--- start Document section ---

Dear Members,
The Directors present the Twenty Sixth Annual Report together with
Audited Accounts for the year ended March 31, 2011.
(Rs. in lacs)
FINANCIAL RESULTS YEAR ENDED PERIOD ENDED
31/03/2011 31/03/2010
(12 MONTHS) (9 months)
Sales & Other Income 35587.83 13406.96
Profit before financial charges &
Depreciation 4468.73 751.26
Less: Financial Charges 594.44 301.65
Profit before Depreciation 3874.29 449.61
Less : Depreciation 441.65 367.90
Net Profit before tax 3432.64 81.71
Deferred Tax Expenses 490.37 NIL
Net Profit Before Adjustment 2942.27 81.71
Prior period Adjustment (Net) 52.43 11.24
Capital surplus on waiver of principal
liabilities by term lenders / banks 351.00 758.22
Waiver of Interest NIL 276.22
Profit/(Loss) after adjustments 3345.70 1127.39
Transfer to capital reserve (351.00) (758.22)
Profit / (Loss) for the year / period 2994.70 369.17
Profit & Loss balance brought forward
from the previous year (4859.53) (5228.70)

--- end Document section ---
--- start Record extracts ---

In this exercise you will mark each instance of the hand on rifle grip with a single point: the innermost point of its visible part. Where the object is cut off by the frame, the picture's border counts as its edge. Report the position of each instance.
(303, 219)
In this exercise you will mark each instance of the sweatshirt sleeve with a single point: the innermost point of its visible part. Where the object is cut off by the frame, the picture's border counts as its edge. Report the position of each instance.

--- end Record extracts ---
--- start Record extracts ---

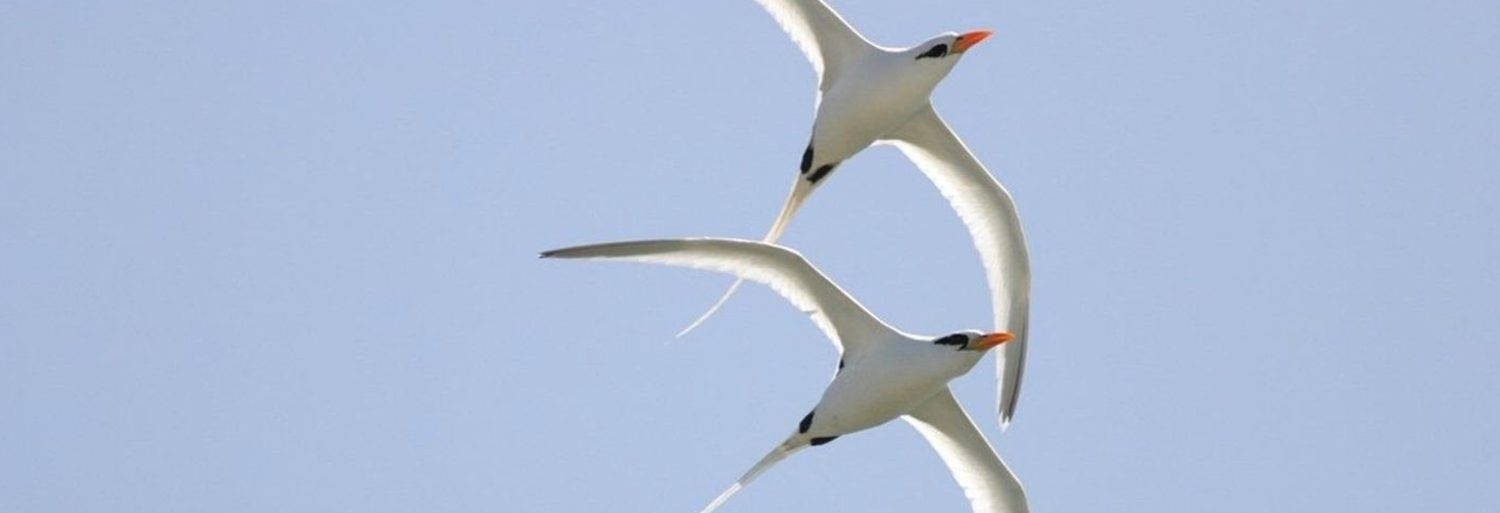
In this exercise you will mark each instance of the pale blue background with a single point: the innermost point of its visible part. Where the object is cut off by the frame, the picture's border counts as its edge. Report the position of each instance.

--- end Record extracts ---

Task requirements =
Continue the directors' report above, picking up right after its last line.

Expected output =
Balance carried to Balance Sheet (1864.83) (4859.53)
1. RESERVE AND DIVIDEND
In view of accumulated losses, your Directors regret their inability to
recommend any dividend for the year under review.
During the year under review, the company has created capital reserve
of Rs. 351 Lacs being capital surplus arising out of waiver of
principal liability in respect of term loan from lender.
During the year under review, the company has allotted 1,21,36,187
equity shares of Rs. 10/- each at a premium of Rs. 20/- per share.
Accordingly, share premium reserve has been increased by Rs. 2427.24
Lacs.
2. REVIEW OF OPERATIONS
The company manufactures phosphatic fertilizers viz., Single Super
Phosphate (SSP) in both Powder and Granular form along with Mixed
Fertilizers, Sulphuric Acid and Soya oil.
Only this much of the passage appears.